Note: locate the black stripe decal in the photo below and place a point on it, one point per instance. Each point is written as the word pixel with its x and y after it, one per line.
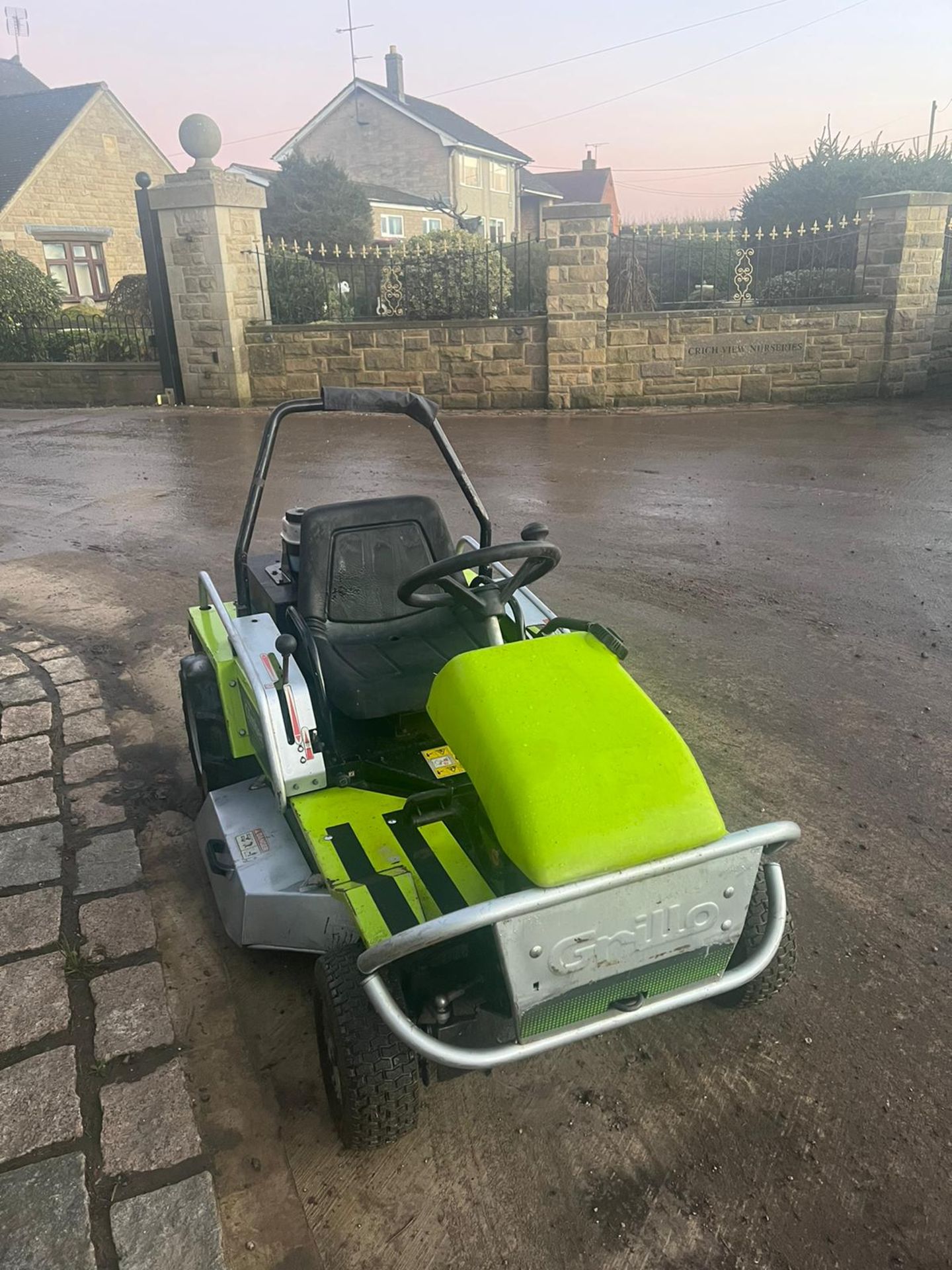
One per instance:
pixel 353 857
pixel 430 870
pixel 394 908
pixel 385 892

WHAT YOU NEED TO DO:
Rewrite the rows above as a JSON list of strings, with one string per line and blank lines omitted. Leave the picture out of the list.

TASK RESULT:
[
  "Note: locate the black stripe decal in the photo below and place a point on it, one point per instance. Each point is written as the word pixel with its x and y after it, one per line.",
  "One per instance:",
  "pixel 353 857",
  "pixel 430 870",
  "pixel 394 908",
  "pixel 385 892"
]